→ TASK INSTRUCTIONS:
Copy out word for word everything in the records below from the line containing "1. Examine the image above and locate the pallet." down to the line containing "472,586,718,888", including both of those lines.

→ INPUT RECORDS:
::::

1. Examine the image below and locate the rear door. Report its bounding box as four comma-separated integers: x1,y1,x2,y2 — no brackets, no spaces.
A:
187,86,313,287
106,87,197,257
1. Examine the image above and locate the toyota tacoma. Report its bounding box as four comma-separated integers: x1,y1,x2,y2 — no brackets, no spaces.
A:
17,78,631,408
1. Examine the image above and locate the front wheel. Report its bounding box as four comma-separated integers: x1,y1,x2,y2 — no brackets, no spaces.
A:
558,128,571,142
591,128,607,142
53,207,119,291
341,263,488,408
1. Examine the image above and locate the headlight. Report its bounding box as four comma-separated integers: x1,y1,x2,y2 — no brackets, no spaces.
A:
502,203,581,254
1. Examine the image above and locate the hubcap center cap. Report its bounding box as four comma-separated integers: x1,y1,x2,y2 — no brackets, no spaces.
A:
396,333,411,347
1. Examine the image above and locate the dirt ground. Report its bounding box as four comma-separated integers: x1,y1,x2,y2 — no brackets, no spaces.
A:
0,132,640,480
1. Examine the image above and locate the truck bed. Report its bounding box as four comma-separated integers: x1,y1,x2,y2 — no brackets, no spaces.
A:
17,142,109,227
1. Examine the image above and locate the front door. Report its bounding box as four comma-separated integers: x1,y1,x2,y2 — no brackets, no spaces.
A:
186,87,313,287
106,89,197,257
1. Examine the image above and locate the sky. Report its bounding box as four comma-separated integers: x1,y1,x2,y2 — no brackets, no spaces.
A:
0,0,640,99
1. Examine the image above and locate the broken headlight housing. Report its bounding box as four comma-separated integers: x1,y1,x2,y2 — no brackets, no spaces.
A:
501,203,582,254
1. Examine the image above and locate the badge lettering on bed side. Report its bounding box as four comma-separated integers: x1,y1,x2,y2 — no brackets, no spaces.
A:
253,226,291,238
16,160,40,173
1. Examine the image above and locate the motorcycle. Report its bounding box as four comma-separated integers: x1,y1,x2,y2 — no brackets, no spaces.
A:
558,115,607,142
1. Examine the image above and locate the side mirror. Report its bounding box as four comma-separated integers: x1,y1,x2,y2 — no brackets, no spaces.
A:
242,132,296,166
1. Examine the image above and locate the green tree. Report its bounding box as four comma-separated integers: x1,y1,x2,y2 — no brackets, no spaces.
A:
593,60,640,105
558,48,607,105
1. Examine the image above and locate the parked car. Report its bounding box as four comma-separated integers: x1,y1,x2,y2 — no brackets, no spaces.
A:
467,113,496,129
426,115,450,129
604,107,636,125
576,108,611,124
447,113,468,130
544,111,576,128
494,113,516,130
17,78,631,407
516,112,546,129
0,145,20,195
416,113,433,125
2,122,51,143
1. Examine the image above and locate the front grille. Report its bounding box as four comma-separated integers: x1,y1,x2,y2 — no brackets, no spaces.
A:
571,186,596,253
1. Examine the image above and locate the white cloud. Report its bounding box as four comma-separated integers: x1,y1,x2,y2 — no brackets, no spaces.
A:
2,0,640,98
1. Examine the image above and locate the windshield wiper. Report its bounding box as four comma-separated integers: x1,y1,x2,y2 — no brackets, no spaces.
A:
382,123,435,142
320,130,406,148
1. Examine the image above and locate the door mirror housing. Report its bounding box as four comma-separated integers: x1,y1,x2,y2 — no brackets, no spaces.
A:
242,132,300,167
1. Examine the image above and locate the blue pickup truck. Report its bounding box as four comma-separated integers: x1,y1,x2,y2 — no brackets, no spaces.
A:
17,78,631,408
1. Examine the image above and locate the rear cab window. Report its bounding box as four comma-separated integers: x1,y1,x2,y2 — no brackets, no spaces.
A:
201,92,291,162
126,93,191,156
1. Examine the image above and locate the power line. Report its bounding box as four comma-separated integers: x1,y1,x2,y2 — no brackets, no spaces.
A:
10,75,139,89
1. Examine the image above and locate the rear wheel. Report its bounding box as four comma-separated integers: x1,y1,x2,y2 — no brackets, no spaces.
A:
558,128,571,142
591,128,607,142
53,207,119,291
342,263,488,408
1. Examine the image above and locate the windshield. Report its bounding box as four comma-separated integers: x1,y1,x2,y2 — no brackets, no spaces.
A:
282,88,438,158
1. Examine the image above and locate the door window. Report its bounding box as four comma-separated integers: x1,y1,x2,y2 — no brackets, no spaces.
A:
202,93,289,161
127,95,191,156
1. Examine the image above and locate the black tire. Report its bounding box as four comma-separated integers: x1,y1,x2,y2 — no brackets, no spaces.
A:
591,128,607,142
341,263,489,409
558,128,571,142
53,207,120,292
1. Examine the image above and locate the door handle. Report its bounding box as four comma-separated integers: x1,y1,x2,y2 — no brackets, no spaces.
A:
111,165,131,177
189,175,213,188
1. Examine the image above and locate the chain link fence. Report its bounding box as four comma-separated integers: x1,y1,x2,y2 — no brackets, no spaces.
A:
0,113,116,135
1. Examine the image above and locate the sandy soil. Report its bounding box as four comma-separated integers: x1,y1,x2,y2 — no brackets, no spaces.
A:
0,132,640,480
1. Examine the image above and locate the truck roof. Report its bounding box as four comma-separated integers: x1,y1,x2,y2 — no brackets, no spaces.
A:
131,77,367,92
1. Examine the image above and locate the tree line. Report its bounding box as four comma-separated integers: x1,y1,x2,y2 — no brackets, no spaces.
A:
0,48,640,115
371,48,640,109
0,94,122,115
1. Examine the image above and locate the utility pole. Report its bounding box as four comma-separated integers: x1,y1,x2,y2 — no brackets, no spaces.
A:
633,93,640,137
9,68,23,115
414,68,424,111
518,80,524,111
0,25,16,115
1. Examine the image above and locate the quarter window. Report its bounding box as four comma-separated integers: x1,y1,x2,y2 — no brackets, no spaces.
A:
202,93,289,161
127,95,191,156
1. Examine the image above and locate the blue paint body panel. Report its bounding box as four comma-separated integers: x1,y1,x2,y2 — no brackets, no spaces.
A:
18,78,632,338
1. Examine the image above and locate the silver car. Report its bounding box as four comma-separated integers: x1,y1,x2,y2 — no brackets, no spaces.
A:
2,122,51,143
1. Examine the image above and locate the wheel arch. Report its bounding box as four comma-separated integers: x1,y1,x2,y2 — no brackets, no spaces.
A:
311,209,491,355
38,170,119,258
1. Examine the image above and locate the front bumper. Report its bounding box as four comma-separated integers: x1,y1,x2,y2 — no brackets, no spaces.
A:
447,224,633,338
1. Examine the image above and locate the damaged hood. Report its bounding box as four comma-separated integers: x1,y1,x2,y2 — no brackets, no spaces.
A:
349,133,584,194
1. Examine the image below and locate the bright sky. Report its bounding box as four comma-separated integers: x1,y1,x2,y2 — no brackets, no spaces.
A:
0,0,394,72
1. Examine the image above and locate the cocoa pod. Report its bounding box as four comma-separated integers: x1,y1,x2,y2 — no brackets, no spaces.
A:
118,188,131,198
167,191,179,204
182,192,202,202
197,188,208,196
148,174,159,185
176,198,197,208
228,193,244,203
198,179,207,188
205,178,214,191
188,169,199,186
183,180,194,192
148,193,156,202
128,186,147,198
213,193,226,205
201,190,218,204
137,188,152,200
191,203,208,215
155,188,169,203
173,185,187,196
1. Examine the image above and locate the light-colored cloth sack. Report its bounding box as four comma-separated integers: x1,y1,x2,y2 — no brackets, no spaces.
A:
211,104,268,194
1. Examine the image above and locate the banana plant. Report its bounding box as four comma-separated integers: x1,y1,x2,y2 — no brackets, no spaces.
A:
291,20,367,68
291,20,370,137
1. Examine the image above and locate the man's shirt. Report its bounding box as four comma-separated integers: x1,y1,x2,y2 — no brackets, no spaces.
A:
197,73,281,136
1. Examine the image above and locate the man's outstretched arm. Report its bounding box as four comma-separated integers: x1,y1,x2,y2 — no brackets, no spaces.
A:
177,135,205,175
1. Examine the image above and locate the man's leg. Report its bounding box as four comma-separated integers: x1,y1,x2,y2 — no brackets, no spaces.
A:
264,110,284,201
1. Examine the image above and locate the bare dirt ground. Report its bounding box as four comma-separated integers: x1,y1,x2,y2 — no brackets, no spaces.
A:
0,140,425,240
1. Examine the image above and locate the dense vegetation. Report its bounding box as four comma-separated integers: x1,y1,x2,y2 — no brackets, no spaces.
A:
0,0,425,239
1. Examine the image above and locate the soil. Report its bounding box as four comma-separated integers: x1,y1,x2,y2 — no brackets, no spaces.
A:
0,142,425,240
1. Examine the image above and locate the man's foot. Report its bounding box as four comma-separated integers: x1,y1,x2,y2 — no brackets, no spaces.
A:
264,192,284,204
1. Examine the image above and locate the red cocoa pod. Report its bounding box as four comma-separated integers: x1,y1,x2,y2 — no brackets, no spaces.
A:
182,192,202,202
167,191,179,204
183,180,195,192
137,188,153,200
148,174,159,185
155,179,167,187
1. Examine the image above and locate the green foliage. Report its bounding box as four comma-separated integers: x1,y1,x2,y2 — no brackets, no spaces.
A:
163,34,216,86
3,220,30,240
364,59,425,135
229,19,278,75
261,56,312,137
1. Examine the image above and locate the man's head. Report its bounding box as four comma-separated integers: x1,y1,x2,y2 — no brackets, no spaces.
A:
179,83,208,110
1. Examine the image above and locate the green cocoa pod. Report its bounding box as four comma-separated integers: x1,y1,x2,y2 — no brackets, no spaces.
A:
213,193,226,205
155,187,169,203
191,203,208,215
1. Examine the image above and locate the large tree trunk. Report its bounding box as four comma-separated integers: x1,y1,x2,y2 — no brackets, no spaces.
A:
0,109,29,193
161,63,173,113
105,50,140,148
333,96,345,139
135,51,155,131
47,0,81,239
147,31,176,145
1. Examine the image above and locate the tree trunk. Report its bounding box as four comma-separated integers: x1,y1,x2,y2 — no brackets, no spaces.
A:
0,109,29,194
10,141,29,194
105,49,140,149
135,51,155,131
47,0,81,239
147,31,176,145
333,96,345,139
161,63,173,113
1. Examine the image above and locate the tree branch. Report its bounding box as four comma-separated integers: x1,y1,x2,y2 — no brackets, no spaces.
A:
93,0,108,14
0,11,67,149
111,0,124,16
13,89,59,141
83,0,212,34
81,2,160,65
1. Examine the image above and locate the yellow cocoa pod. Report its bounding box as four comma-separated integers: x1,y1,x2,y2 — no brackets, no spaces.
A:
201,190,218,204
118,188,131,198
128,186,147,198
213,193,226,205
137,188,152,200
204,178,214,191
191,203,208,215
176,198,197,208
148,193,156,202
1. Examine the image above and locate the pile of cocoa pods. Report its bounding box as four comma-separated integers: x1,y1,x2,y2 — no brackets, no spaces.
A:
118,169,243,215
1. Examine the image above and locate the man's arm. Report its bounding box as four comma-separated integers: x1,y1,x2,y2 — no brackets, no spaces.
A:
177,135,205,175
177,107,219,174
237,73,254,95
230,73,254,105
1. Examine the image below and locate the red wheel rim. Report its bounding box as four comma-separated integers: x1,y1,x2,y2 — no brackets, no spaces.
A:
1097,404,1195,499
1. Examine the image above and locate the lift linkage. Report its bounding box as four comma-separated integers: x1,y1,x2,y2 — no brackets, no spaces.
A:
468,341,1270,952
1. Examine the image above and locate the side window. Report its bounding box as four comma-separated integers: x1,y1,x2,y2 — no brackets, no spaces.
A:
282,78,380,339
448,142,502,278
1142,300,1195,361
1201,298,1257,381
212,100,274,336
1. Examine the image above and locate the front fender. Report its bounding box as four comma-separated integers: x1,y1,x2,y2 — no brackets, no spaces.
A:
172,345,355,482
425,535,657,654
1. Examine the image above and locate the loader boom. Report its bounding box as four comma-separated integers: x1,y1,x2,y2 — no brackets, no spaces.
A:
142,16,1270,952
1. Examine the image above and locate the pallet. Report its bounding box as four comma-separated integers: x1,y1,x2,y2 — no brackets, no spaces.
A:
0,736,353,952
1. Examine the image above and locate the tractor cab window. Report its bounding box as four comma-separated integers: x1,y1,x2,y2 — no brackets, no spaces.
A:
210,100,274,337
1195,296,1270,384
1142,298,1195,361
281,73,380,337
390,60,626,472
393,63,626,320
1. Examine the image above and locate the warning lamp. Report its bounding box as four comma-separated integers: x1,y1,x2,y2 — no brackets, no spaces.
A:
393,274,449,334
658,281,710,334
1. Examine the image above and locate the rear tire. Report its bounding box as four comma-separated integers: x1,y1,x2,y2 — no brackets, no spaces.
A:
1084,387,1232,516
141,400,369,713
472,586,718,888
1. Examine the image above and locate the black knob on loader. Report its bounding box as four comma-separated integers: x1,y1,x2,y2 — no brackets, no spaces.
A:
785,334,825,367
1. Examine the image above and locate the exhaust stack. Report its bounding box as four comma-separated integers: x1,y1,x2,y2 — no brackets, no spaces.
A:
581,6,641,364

::::

→ FINAL RESULT:
1. Examine the image above and locate the pallet. Report its bounding box as four comma-separated integers: x1,y1,x2,y2 — no brackets, no spaces.
A:
0,736,353,952
1. Examine the image above and locate the tractor cab window. Report its bounding box as four comma-separated integers: x1,y1,x2,y2 — no brackets, no spaces.
A:
210,100,274,337
1195,296,1270,384
1142,298,1195,361
281,73,380,337
390,60,626,472
393,63,626,320
1. Examine the image above and locate the warning lamp. Report its bounding box as four comma-separated integers: x1,y1,x2,y2 — no brackets, no spaces.
A:
393,274,449,334
658,281,710,334
1. Examine the image above and locate the rear tire. Report its bounding box as four comma-separated integers: x1,y1,x2,y2 — no brackets, no spaces.
A:
1084,387,1232,516
141,400,369,713
472,586,718,888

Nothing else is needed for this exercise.